Short task: Can you locate every line in the material below that contains the word "blue" and copy each of those lines out in full?

Dataset records:
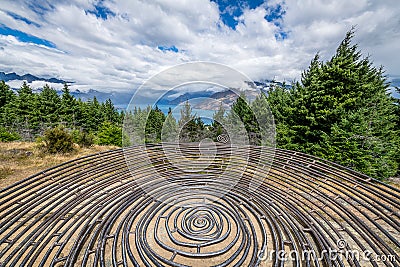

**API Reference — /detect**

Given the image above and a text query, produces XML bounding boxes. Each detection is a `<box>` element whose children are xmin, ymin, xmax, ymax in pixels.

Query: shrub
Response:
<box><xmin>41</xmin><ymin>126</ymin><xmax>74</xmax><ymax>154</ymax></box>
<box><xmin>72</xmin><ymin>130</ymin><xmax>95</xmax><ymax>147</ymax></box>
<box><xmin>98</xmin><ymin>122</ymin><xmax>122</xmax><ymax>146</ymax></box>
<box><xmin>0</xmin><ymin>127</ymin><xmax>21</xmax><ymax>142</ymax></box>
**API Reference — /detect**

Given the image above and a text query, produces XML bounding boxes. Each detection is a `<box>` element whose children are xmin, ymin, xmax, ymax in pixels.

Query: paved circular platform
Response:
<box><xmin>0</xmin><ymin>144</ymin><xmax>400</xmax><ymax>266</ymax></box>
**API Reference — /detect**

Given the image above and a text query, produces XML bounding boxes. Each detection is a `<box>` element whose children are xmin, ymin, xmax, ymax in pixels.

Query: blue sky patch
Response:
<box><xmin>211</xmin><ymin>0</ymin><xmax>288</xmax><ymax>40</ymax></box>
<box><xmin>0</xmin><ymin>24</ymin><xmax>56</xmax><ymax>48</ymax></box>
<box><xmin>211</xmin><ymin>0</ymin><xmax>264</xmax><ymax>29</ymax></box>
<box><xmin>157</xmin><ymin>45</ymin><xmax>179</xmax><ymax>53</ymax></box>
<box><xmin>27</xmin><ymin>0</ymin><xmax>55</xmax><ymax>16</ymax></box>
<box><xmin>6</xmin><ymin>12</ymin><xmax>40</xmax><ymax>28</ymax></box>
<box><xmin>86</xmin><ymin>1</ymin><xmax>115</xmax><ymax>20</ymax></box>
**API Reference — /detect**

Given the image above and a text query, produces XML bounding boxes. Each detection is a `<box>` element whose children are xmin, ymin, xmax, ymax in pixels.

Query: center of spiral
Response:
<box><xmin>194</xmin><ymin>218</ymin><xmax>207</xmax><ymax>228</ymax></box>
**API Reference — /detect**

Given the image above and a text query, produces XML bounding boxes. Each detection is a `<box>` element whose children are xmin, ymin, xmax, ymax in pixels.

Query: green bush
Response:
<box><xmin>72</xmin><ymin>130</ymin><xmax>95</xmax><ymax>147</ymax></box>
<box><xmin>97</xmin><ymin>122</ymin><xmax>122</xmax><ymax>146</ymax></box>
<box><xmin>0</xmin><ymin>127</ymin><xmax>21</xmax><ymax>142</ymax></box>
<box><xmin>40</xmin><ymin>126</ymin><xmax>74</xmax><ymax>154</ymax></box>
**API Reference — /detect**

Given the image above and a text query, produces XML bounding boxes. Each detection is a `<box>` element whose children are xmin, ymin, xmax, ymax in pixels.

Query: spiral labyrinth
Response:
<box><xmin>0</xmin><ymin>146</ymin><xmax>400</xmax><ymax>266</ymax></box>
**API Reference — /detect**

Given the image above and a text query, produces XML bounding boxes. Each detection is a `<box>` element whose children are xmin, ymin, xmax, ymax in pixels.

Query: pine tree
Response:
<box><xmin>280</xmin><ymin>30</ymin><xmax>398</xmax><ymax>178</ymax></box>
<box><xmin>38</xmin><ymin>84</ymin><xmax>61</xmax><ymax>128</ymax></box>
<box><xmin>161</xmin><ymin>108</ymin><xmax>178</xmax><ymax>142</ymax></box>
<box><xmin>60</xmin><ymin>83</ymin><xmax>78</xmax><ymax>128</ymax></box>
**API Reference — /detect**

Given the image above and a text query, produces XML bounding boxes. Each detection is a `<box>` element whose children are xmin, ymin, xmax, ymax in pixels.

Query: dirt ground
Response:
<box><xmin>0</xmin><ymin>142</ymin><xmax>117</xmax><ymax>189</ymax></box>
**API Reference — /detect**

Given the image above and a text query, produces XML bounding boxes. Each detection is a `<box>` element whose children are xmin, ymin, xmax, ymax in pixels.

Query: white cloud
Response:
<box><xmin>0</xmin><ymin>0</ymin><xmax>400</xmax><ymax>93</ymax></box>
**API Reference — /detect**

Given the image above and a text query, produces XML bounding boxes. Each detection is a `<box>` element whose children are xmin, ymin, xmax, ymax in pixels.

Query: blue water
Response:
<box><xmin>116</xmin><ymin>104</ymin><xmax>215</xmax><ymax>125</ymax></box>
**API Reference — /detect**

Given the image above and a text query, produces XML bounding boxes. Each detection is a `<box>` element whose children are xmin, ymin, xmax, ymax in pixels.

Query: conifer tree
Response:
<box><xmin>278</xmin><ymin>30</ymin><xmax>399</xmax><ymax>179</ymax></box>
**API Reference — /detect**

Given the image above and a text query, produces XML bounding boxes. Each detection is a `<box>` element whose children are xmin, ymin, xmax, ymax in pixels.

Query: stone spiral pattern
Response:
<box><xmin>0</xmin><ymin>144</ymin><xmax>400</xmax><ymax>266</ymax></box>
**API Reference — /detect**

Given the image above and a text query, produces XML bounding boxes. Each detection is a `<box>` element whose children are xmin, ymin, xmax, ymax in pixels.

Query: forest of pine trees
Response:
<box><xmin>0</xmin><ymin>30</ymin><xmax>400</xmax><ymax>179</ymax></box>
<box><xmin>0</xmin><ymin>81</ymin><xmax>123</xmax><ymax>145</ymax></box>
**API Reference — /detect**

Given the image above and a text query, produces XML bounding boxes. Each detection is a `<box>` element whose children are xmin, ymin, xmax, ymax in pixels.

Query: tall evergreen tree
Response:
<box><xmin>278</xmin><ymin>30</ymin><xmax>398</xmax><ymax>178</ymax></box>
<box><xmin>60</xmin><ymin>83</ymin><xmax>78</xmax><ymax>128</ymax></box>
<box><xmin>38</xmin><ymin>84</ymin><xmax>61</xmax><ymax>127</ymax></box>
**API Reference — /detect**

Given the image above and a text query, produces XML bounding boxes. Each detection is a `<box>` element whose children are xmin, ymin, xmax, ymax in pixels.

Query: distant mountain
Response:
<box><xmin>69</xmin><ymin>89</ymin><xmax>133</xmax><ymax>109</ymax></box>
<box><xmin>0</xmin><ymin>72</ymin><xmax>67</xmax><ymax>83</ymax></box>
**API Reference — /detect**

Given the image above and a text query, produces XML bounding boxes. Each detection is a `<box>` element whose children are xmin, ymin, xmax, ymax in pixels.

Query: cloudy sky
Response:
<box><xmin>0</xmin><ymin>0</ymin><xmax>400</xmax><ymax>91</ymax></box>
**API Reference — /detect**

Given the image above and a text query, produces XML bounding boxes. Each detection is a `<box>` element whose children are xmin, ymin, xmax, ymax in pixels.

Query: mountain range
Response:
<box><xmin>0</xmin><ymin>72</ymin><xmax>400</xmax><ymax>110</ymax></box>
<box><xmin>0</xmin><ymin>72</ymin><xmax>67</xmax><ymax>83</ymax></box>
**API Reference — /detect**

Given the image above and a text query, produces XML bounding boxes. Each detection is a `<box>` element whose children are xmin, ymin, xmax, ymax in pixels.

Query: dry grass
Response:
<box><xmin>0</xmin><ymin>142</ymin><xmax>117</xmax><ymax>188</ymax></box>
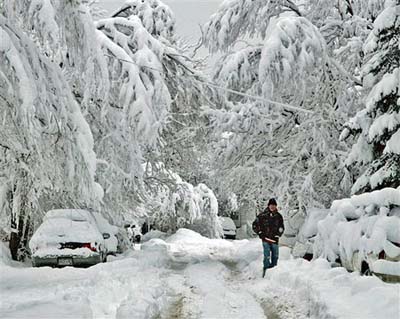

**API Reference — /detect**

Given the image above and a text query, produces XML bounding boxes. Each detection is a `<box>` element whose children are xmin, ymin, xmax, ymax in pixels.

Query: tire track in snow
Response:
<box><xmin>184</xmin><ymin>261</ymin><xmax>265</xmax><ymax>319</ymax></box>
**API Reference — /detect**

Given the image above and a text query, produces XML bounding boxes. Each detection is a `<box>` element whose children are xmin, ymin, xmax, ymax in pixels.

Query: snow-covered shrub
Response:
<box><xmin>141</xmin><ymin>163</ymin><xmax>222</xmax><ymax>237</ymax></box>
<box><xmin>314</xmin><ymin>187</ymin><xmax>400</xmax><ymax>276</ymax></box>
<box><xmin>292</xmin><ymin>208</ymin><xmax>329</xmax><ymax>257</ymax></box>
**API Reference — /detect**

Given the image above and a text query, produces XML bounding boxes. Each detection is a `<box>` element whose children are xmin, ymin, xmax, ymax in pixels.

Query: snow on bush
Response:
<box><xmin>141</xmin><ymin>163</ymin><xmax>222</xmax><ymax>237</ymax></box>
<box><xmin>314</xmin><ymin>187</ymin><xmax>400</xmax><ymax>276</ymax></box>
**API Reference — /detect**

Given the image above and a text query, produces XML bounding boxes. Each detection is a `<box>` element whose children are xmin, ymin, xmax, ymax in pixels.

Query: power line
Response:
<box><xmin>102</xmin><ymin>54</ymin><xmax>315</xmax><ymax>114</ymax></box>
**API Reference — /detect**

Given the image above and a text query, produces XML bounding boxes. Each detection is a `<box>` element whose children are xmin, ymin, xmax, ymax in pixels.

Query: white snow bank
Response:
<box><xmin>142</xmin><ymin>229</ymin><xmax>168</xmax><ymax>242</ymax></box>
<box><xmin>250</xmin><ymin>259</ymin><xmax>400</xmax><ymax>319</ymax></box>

Finished answer:
Query: blue sky patch
Query: blue water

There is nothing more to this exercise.